Problem requirements: Reproduce each of the items below verbatim, keeping every line unchanged.

Records in storage:
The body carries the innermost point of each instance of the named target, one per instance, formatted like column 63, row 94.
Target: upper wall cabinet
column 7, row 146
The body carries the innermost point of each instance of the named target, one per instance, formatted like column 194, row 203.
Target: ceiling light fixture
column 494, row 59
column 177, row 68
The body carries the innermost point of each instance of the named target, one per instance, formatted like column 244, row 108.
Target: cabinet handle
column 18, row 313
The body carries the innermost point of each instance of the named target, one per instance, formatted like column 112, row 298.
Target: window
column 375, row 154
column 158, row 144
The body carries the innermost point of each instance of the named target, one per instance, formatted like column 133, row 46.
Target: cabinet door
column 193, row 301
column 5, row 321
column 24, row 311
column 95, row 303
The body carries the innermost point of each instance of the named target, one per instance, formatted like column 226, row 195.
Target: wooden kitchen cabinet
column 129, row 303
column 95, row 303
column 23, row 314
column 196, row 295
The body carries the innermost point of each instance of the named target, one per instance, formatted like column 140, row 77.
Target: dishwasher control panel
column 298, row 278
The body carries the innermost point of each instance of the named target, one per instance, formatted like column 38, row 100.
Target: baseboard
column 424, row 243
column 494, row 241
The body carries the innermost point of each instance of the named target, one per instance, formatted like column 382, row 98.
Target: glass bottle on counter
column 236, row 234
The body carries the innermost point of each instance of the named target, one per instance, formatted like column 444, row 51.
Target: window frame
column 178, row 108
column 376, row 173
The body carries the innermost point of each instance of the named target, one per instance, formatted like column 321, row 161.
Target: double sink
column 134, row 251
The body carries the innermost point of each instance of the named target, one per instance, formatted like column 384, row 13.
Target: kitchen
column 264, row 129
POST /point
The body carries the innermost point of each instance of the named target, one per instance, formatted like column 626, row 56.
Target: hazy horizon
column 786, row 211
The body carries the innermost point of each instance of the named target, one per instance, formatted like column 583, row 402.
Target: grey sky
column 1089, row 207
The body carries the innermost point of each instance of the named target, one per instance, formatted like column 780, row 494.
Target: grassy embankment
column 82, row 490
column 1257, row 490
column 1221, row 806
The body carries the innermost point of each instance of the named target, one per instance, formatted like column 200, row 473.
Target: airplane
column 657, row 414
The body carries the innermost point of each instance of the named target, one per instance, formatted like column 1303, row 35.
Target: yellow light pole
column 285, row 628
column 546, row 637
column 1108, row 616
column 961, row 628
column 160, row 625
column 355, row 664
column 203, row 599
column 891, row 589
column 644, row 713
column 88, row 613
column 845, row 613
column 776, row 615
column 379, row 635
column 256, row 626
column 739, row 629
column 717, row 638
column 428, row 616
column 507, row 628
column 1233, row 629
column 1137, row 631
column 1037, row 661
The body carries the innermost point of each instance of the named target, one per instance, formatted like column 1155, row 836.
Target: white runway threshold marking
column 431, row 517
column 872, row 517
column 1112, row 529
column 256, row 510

Written response:
The body carries the innermost point of each instance of the named target, one per instance, formatted like column 63, row 94.
Target: upper wall cabinet
column 7, row 146
The body carries the innermost point of each instance of the named target, one per instance, formatted like column 194, row 203.
Target: ceiling light fixture
column 494, row 59
column 177, row 68
The body carries the innermost point of each instance of the named target, one per instance, formatted like column 244, row 108.
Target: cabinet handle
column 18, row 313
The body carries the innermost point of each instance of the named target, one per instance, formatted like column 112, row 298.
Target: window
column 375, row 154
column 158, row 144
The body carries the innermost point of each instance of the named target, one per instance, formatted like column 133, row 46.
Target: cabinet door
column 193, row 301
column 5, row 321
column 24, row 311
column 95, row 303
The body carries the innermost point of each instance of the named target, one per instance, formatted like column 226, row 195.
Target: wooden kitchen cabinet
column 129, row 303
column 95, row 303
column 23, row 314
column 196, row 295
The body carries the innermost point of each instance of the named target, one per instance, formatted like column 140, row 77.
Target: dishwasher control panel
column 298, row 278
The body carries the innermost point of each instance of the named target, one per instance, formatted like column 38, row 100.
Target: baseboard
column 424, row 243
column 494, row 241
The body carries the innermost point of each instance of the named target, one per instance, formatted like column 382, row 98.
Target: glass bottle on counter
column 236, row 234
The body carries the innermost point of each instance of the named target, one per instance, formatted like column 444, row 51.
Target: window frame
column 178, row 108
column 376, row 173
The body carries the innermost point of each instance of the named target, one per instance, formatted like column 321, row 161.
Target: double sink
column 134, row 251
The body carries the innermost point of each instance of the named target, one per instance, formatted like column 384, row 13.
Target: kitchen
column 264, row 129
POST /point
The body carries the innermost point of each instance of the named target, one per instance, formatted like column 626, row 56.
Target: hazy horizon
column 786, row 211
The body carries the innermost point of each instance of the named target, one per instance, formatted like column 583, row 402.
Target: grey sky
column 1089, row 207
The body carries the innermost point of each instance of the named target, one per instance, formatted like column 780, row 494.
Target: grassy embankment
column 82, row 490
column 1257, row 490
column 1221, row 806
The body carries the innermost point of each instance of the named target, one per instance, formatted like column 200, row 473.
Target: airplane
column 657, row 414
The body carries the innermost point of each instance of the named target, one per instance, formatted like column 1303, row 35.
Target: yellow light pole
column 285, row 628
column 546, row 637
column 1108, row 616
column 961, row 628
column 160, row 625
column 355, row 664
column 203, row 599
column 891, row 589
column 644, row 713
column 88, row 613
column 845, row 613
column 776, row 615
column 379, row 635
column 256, row 626
column 739, row 629
column 717, row 638
column 428, row 616
column 507, row 628
column 1233, row 629
column 1137, row 631
column 1037, row 661
The body carries the innermost point of each instance of the named target, one per instance, formatted like column 1155, row 836.
Target: white runway threshold marking
column 431, row 517
column 872, row 517
column 1112, row 529
column 256, row 510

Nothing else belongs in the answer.